-- BEGIN ENTRIES SUPPLIED --

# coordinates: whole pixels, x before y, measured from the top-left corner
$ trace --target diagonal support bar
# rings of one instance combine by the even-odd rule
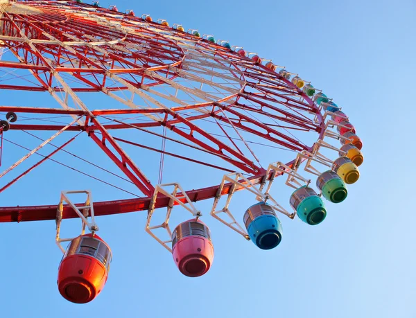
[[[155,188],[150,181],[136,166],[135,162],[113,139],[108,131],[95,118],[91,118],[90,119],[91,122],[94,124],[94,128],[98,130],[103,136],[102,139],[98,138],[92,129],[87,129],[89,136],[145,195],[150,196],[155,191]],[[121,159],[108,148],[105,144],[106,141],[114,148],[121,157]]]

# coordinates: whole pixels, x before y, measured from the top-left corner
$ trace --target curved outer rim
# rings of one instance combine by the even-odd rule
[[[101,8],[103,9],[103,8]],[[155,22],[153,22],[153,24]],[[167,28],[167,27],[166,27]],[[175,30],[172,28],[173,30]],[[175,30],[176,32],[180,33],[177,30]],[[182,32],[180,32],[183,33]],[[216,46],[216,44],[209,44],[214,45]],[[222,48],[222,47],[221,47]],[[223,52],[221,52],[223,53]],[[230,52],[223,52],[225,53],[228,54],[236,54],[238,53],[234,51]],[[186,56],[186,55],[185,55]],[[241,55],[240,55],[241,56]],[[245,57],[248,60],[250,60],[249,58]],[[234,64],[234,62],[232,62]],[[236,67],[236,65],[234,65],[234,67]],[[259,65],[265,73],[272,74],[276,76],[276,72],[270,71],[264,65]],[[238,67],[236,67],[239,69]],[[293,85],[289,80],[281,78],[280,76],[280,80],[285,82],[286,84],[293,86],[293,88],[295,88],[300,93],[300,94],[303,97],[304,100],[309,104],[309,105],[315,111],[315,114],[317,115],[318,124],[321,127],[321,131],[320,132],[320,135],[318,139],[320,139],[324,134],[323,125],[324,123],[323,122],[323,118],[322,114],[318,110],[318,105],[303,91],[302,91],[300,89],[298,89],[296,85]],[[311,150],[313,148],[313,145],[309,148]],[[286,164],[289,167],[292,167],[294,164],[295,160]],[[266,170],[262,170],[260,173],[258,175],[249,178],[250,181],[254,184],[259,184],[261,182],[261,181],[266,177],[266,180],[268,180],[270,177],[270,175],[266,176]],[[281,175],[281,173],[277,173],[275,176]],[[220,195],[225,195],[228,194],[229,192],[229,189],[231,188],[232,184],[226,184],[224,185],[223,188],[223,191]],[[207,188],[202,188],[197,190],[192,190],[189,191],[187,191],[187,194],[191,199],[192,202],[197,202],[207,199],[211,199],[215,197],[217,195],[217,193],[218,191],[219,185],[213,186]],[[178,193],[180,195],[180,193]],[[128,199],[128,200],[112,200],[112,201],[103,201],[99,202],[95,202],[94,204],[94,214],[96,216],[101,215],[108,215],[113,214],[120,214],[120,213],[125,213],[129,212],[135,212],[140,211],[146,211],[148,209],[149,204],[150,202],[151,197],[141,197],[137,199]],[[167,206],[170,199],[167,197],[158,197],[157,201],[156,202],[155,208],[162,208]],[[83,206],[83,204],[76,204],[78,206]],[[43,206],[5,206],[0,207],[0,222],[28,222],[28,221],[41,221],[41,220],[55,220],[56,219],[56,209],[57,205],[43,205]],[[69,219],[69,218],[78,218],[78,215],[73,211],[70,207],[65,206],[64,207],[63,211],[63,219]]]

-- END ENTRIES SUPPLIED --

* [GIVEN EXERCISE]
Print out the material word for word, omitting the pictures.

* [SOLUTION FOR THIS EXERCISE]
# coordinates: whole pixels, x before y, measured from the top-left corner
$ trace --target diagonal support bar
# rings of one instance combine by the even-odd rule
[[[155,188],[150,181],[136,166],[135,162],[113,139],[108,131],[95,118],[91,118],[90,119],[91,122],[94,124],[94,128],[98,130],[103,136],[102,139],[98,138],[92,129],[87,129],[89,136],[145,195],[150,196],[155,191]],[[121,159],[108,148],[105,144],[106,141],[114,148],[121,157]]]

# coordinates: whole pixels, x before y, measured from the top-left corner
$ trace --target curved outer rim
# rings of one instance combine by the even-odd rule
[[[101,8],[103,9],[103,8]],[[155,22],[153,22],[153,24]],[[167,28],[167,27],[166,27]],[[175,30],[172,28],[173,30]],[[175,30],[176,32],[180,33],[177,30]],[[182,32],[180,32],[183,33]],[[216,46],[216,44],[209,44],[214,45]],[[222,48],[222,47],[221,47]],[[223,52],[221,52],[223,53]],[[230,52],[223,52],[225,53],[228,54],[236,54],[238,53],[234,51]],[[186,56],[186,55],[185,55]],[[241,55],[240,55],[241,56]],[[245,57],[248,60],[250,60],[249,58]],[[234,64],[234,62],[232,62]],[[236,67],[236,65],[234,65],[234,67]],[[259,65],[265,73],[272,74],[276,76],[276,72],[270,71],[264,65]],[[238,67],[236,67],[239,69]],[[293,85],[289,80],[281,78],[280,76],[280,80],[285,82],[286,84],[293,86],[293,88],[295,88],[300,93],[300,94],[303,97],[304,100],[309,104],[309,105],[315,111],[315,114],[317,115],[318,124],[321,127],[321,131],[320,132],[320,135],[318,139],[320,139],[324,134],[323,125],[324,123],[323,122],[323,118],[322,114],[318,110],[318,105],[303,91],[302,91],[300,89],[298,89],[296,85]],[[311,150],[313,148],[313,145],[309,148]],[[286,164],[289,167],[292,167],[294,164],[295,160]],[[266,170],[262,170],[260,173],[258,175],[249,178],[250,181],[254,184],[259,184],[261,182],[261,181],[266,177],[266,180],[268,180],[270,177],[270,175],[266,176]],[[281,175],[281,173],[277,173],[275,176]],[[220,195],[225,195],[228,194],[229,192],[229,189],[231,188],[232,184],[226,184],[224,185],[223,188],[223,191]],[[207,188],[202,188],[197,190],[192,190],[189,191],[187,191],[187,194],[191,199],[192,202],[197,202],[207,199],[211,199],[215,197],[217,195],[217,193],[218,191],[219,185],[213,186]],[[178,193],[180,195],[180,193]],[[128,199],[128,200],[112,200],[112,201],[103,201],[99,202],[95,202],[94,204],[94,214],[96,216],[101,215],[108,215],[113,214],[120,214],[120,213],[125,213],[129,212],[135,212],[140,211],[146,211],[148,209],[149,204],[150,202],[151,197],[141,197],[137,199]],[[167,206],[170,199],[167,197],[158,197],[157,201],[156,202],[155,208],[162,208]],[[83,206],[83,204],[76,204],[78,206]],[[43,206],[5,206],[0,207],[0,222],[28,222],[28,221],[41,221],[41,220],[55,220],[56,219],[56,209],[57,205],[43,205]],[[69,219],[69,218],[78,218],[78,215],[73,211],[70,207],[65,206],[64,207],[63,211],[63,219]]]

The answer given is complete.